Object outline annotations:
━━━━

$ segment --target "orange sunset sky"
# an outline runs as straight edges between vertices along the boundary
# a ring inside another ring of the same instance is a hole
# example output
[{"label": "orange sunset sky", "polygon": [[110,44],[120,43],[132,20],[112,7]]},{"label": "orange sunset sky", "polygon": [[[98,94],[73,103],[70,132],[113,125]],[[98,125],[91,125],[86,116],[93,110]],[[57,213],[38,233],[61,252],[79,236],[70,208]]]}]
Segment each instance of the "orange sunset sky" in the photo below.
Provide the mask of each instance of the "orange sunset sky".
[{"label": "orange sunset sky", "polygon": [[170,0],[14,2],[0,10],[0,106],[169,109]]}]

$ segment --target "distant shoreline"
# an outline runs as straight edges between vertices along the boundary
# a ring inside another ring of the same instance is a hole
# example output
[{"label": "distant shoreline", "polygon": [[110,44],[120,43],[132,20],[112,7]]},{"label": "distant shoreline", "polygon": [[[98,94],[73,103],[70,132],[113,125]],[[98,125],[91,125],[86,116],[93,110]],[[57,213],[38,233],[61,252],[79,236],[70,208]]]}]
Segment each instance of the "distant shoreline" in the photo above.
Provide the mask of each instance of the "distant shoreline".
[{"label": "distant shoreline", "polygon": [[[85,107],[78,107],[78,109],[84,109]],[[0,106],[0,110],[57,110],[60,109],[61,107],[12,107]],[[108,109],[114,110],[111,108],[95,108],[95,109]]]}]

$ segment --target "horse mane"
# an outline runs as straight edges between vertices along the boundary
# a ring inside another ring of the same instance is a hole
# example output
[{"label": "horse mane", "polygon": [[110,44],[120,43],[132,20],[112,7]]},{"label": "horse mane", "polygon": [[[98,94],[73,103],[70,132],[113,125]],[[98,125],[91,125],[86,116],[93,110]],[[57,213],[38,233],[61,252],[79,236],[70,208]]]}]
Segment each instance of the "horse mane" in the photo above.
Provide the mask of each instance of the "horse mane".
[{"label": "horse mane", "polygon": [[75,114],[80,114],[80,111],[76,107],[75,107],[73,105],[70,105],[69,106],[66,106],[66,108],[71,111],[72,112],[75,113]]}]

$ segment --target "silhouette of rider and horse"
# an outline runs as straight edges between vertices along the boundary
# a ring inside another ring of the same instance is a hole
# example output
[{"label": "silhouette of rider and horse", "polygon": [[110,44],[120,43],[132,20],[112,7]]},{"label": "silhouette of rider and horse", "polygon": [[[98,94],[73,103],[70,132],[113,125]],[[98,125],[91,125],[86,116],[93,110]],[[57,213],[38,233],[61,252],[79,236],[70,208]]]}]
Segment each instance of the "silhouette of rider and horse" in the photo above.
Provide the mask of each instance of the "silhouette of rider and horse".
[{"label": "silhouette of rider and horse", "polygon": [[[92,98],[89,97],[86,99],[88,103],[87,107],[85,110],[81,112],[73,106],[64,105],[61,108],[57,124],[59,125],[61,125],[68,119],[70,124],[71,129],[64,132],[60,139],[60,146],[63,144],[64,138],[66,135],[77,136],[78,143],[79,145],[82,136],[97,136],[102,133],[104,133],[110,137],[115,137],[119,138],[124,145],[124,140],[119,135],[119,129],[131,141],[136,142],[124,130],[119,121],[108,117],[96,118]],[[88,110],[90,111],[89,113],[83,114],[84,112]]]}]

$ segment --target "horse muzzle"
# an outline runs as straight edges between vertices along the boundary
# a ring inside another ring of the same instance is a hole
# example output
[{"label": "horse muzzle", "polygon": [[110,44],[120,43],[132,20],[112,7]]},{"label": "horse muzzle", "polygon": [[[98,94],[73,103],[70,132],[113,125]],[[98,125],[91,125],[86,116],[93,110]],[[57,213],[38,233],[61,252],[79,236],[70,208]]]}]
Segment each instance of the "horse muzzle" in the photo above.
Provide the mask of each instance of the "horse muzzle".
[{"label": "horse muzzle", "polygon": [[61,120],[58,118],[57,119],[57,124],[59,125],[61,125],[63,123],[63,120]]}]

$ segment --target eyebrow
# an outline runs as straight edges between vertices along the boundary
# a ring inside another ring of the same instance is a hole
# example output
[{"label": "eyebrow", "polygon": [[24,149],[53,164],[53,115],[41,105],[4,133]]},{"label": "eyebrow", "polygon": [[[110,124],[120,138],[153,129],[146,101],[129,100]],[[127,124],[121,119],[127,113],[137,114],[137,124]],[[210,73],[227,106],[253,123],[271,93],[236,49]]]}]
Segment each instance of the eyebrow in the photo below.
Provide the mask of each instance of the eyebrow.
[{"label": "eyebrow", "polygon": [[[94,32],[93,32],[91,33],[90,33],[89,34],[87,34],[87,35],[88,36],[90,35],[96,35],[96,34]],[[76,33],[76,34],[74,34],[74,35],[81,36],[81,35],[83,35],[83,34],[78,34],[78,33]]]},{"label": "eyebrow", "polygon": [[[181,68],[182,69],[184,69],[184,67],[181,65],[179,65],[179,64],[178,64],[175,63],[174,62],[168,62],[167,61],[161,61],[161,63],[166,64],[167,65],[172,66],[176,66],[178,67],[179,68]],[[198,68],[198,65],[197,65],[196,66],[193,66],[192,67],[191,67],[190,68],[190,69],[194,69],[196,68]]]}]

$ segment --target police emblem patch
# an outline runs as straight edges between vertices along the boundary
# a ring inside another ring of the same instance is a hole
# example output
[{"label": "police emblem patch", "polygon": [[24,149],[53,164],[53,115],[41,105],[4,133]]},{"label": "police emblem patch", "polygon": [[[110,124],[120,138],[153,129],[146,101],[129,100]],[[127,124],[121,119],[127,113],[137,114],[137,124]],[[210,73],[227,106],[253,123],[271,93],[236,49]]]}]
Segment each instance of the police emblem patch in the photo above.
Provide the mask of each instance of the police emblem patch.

━━━━

PROBLEM: Copy out all of the records above with nothing altered.

EXERCISE RESPONSE:
$ segment --target "orange sunset sky"
# an outline runs as straight edges between vertices along the boundary
# a ring inside another ring of the same instance is a hole
# example output
[{"label": "orange sunset sky", "polygon": [[110,44],[120,43],[132,20],[112,7]]},{"label": "orange sunset sky", "polygon": [[[98,94],[73,103],[70,132],[113,125]],[[98,125],[91,125],[86,116],[93,110]],[[57,213],[38,233],[61,252],[79,236],[70,208]]]}]
Segment each instance of the "orange sunset sky" in the photo below.
Provide the mask of each instance of the "orange sunset sky".
[{"label": "orange sunset sky", "polygon": [[170,0],[14,2],[0,10],[0,106],[169,109]]}]

$ segment --target "distant shoreline"
# an outline runs as straight edges between vertices along the boundary
# a ring inside another ring of the same instance is a hole
# example output
[{"label": "distant shoreline", "polygon": [[110,44],[120,43],[132,20],[112,7]]},{"label": "distant shoreline", "polygon": [[[98,94],[73,103],[70,132],[113,125]],[[98,125],[91,125],[86,116],[93,110]],[[57,213],[38,233],[61,252],[79,236],[70,208]]]}]
Segment each instance of the "distant shoreline" in the photo above.
Provide the mask of each instance of the "distant shoreline".
[{"label": "distant shoreline", "polygon": [[[85,107],[78,107],[78,109],[84,109]],[[0,106],[0,110],[57,110],[60,109],[61,107],[12,107]],[[108,109],[114,110],[111,108],[95,108],[95,109]]]}]

$ segment --target "horse mane"
# an outline runs as straight edges between vertices along the boundary
# a ring inside another ring of the same instance is a hole
# example output
[{"label": "horse mane", "polygon": [[110,44],[120,43],[132,20],[112,7]]},{"label": "horse mane", "polygon": [[[98,94],[73,103],[70,132],[113,125]],[[98,125],[91,125],[86,116],[93,110]],[[57,213],[38,233],[61,252],[79,236],[70,208]]]}]
Segment each instance of the "horse mane" in the photo above.
Provide the mask of each instance of the "horse mane".
[{"label": "horse mane", "polygon": [[75,114],[80,114],[80,111],[76,107],[75,107],[73,105],[70,105],[69,106],[66,106],[66,108],[71,111],[72,112],[75,113]]}]

$ segment --target "silhouette of rider and horse"
# an outline runs as straight edges between vertices along the boundary
# a ring inside another ring of the same instance is a hole
# example output
[{"label": "silhouette of rider and horse", "polygon": [[110,44],[120,43],[132,20],[112,7]]},{"label": "silhouette of rider and horse", "polygon": [[[98,94],[73,103],[70,132],[113,125]],[[98,125],[91,125],[86,116],[93,110]],[[57,213],[38,233],[61,252],[79,236],[70,208]]]}]
Segment each instance of the "silhouette of rider and horse" in the photo above.
Provide the mask of each instance of the "silhouette of rider and horse".
[{"label": "silhouette of rider and horse", "polygon": [[[92,98],[89,97],[86,99],[88,103],[87,107],[85,110],[81,112],[73,106],[64,105],[61,108],[57,124],[59,125],[61,125],[68,119],[70,124],[71,129],[64,132],[60,139],[60,146],[63,144],[64,138],[66,135],[77,136],[78,143],[79,145],[82,136],[97,136],[102,133],[104,133],[110,137],[115,137],[119,138],[124,145],[124,140],[119,135],[119,129],[131,141],[136,142],[124,130],[119,121],[108,117],[96,118]],[[88,110],[90,111],[89,113],[83,114],[84,112]]]}]

$ segment --target "horse muzzle"
# an outline runs as straight edges between vertices along the boundary
# a ring inside another ring of the same instance is a hole
# example output
[{"label": "horse muzzle", "polygon": [[110,44],[120,43],[132,20],[112,7]]},{"label": "horse muzzle", "polygon": [[[98,94],[73,103],[70,132],[113,125]],[[98,125],[91,125],[86,116],[93,110]],[[57,213],[38,233],[61,252],[79,236],[70,208]]]}]
Segment each instance of the "horse muzzle" in the photo above.
Provide the mask of each instance of the "horse muzzle".
[{"label": "horse muzzle", "polygon": [[61,120],[58,118],[57,119],[57,124],[59,125],[61,125],[63,123],[63,120]]}]

$ segment --target eyebrow
# an outline runs as straight edges between vertices along the boundary
# a ring inside another ring of the same instance is a hole
# example output
[{"label": "eyebrow", "polygon": [[24,149],[53,164],[53,115],[41,105],[4,133]]},{"label": "eyebrow", "polygon": [[[110,124],[120,138],[153,129],[146,101],[129,100]],[[127,124],[121,119],[127,113],[137,114],[137,124]],[[210,73],[227,106],[253,123],[271,93],[236,49]]]}]
Segment each instance of the eyebrow in the photo below.
Provide the mask of each instance of the eyebrow.
[{"label": "eyebrow", "polygon": [[[94,32],[93,32],[91,33],[90,33],[89,34],[87,34],[87,35],[88,36],[90,35],[96,35],[96,34]],[[76,33],[76,34],[74,34],[74,35],[81,36],[81,35],[83,35],[83,34],[78,34],[78,33]]]},{"label": "eyebrow", "polygon": [[[181,68],[182,69],[184,69],[184,67],[181,65],[179,65],[179,64],[178,64],[175,63],[174,62],[168,62],[167,61],[161,61],[161,63],[166,64],[167,65],[172,66],[176,66],[178,67],[179,68]],[[198,68],[198,65],[197,65],[196,66],[193,66],[192,67],[191,67],[190,68],[190,69],[194,69],[196,68]]]}]

$ segment --target police emblem patch
# an outline runs as straight edges between vertices along the boundary
# a ring inside another ring of the same instance is a hole
# example output
[{"label": "police emblem patch", "polygon": [[24,149],[53,164],[53,115],[41,105],[4,133]]},{"label": "police emblem patch", "polygon": [[[110,124],[120,138],[153,129],[146,101],[129,100]],[[127,124],[121,119],[127,113],[137,114],[137,124]],[[210,73],[227,106],[253,123],[271,93],[236,49]]]}]
Segment each instance of the police emblem patch in the photo above.
Provide the mask of each instance of the police emblem patch.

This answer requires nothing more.